== Task objective ==
Each record must be retyped in full. No character may differ.

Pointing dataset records
╭──

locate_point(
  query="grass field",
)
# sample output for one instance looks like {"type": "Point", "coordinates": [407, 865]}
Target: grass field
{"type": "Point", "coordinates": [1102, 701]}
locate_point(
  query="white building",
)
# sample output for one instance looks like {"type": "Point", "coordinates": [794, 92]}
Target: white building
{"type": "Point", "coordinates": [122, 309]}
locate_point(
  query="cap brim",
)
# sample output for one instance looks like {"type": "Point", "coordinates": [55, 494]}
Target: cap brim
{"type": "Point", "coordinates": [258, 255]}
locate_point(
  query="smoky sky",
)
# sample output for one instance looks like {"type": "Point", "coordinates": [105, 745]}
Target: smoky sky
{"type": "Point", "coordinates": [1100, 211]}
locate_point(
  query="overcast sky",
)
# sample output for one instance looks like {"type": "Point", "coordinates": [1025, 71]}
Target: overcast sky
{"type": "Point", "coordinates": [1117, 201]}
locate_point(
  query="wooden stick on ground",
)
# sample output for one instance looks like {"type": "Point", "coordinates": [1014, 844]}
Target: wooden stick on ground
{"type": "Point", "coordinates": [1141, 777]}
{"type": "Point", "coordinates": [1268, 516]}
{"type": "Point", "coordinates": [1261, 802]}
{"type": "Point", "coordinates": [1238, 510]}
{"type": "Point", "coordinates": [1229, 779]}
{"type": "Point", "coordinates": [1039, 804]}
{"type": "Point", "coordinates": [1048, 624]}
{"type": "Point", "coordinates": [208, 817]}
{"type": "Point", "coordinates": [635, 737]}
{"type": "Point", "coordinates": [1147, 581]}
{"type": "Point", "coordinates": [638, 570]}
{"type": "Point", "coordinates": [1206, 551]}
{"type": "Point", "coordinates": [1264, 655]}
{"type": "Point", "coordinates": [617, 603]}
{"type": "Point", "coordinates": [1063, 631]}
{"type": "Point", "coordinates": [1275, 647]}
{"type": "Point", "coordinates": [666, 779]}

╰──

== Task output ==
locate_point(
  query="grass field",
)
# sample output for one instance looks like {"type": "Point", "coordinates": [407, 865]}
Target: grass field
{"type": "Point", "coordinates": [1102, 701]}
locate_point(
  query="white building",
)
# sample output for one instance looks like {"type": "Point", "coordinates": [794, 92]}
Target: white building
{"type": "Point", "coordinates": [122, 309]}
locate_point(
  query="cap brim",
)
# sample output for one instance looks like {"type": "Point", "coordinates": [55, 494]}
Target: cap brim
{"type": "Point", "coordinates": [258, 255]}
locate_point(
  query="smoky sky",
)
# sample output for one instance looks like {"type": "Point", "coordinates": [105, 745]}
Target: smoky sky
{"type": "Point", "coordinates": [1100, 211]}
locate_point(
  query="overcast sky",
)
# sample output for one instance looks like {"type": "Point", "coordinates": [1025, 71]}
Target: overcast sky
{"type": "Point", "coordinates": [1117, 201]}
locate_point(
  query="wooden stick on ground",
)
# sample output for one instance looks like {"type": "Point", "coordinates": [1014, 844]}
Target: wooden stick on ground
{"type": "Point", "coordinates": [1141, 777]}
{"type": "Point", "coordinates": [1268, 516]}
{"type": "Point", "coordinates": [1261, 802]}
{"type": "Point", "coordinates": [1238, 510]}
{"type": "Point", "coordinates": [1229, 779]}
{"type": "Point", "coordinates": [1039, 804]}
{"type": "Point", "coordinates": [1048, 624]}
{"type": "Point", "coordinates": [208, 817]}
{"type": "Point", "coordinates": [635, 737]}
{"type": "Point", "coordinates": [1147, 581]}
{"type": "Point", "coordinates": [638, 570]}
{"type": "Point", "coordinates": [1206, 551]}
{"type": "Point", "coordinates": [1264, 655]}
{"type": "Point", "coordinates": [617, 603]}
{"type": "Point", "coordinates": [1063, 631]}
{"type": "Point", "coordinates": [1275, 647]}
{"type": "Point", "coordinates": [666, 779]}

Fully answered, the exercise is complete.